| Given request |
Update the lines from the one containing "Find the dark" through the last line, swapping "marker" for "pin" and changing nothing else.

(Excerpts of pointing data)

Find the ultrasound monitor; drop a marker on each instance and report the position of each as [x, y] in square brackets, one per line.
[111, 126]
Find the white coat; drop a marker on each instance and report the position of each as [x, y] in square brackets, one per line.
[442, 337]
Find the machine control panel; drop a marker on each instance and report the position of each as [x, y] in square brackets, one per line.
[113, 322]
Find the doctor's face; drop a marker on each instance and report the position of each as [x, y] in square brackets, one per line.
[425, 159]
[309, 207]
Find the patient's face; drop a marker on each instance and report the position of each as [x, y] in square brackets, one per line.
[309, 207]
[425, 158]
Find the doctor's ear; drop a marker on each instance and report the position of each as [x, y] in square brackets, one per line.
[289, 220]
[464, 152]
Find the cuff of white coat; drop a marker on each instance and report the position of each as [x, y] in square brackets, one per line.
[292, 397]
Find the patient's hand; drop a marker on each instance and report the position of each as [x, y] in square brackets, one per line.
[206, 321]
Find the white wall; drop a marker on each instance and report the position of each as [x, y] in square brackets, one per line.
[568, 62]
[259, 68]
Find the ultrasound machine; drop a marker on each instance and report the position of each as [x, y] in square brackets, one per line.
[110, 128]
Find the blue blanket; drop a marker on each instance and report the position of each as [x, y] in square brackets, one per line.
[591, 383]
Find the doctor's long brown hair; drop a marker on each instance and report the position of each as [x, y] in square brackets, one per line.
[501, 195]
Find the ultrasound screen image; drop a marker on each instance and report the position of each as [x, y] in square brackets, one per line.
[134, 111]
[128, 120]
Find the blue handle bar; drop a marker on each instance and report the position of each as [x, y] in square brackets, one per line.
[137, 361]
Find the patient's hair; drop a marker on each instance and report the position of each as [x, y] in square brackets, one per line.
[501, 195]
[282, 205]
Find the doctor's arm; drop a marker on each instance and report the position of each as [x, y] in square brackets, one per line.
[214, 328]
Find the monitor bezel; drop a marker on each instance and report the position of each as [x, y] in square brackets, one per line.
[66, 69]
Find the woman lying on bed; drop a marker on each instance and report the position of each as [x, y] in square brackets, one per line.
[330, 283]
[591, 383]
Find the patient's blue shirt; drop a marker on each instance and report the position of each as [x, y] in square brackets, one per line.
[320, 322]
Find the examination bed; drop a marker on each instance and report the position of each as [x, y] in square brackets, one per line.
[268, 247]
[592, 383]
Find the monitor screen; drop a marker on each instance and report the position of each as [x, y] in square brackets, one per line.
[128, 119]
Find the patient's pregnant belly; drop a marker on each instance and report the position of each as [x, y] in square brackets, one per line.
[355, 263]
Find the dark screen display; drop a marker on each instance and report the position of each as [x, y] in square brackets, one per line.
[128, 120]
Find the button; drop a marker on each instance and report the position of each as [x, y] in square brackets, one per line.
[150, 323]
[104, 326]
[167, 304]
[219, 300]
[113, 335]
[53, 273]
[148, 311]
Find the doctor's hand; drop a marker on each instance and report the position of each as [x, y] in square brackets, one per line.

| Written reply |
Find the dark screen display; drop a pin on each instance and report the position of each as [x, y] in square brackets, one per line.
[128, 120]
Find the button; drop a pin on each instance and report the position of each as [x, y] in square brackets, one per line.
[150, 323]
[104, 326]
[167, 304]
[219, 300]
[113, 335]
[53, 273]
[148, 311]
Find the doctor's hand; drop a pin on each instance and report the position of each as [x, y] in square brackets, one per line.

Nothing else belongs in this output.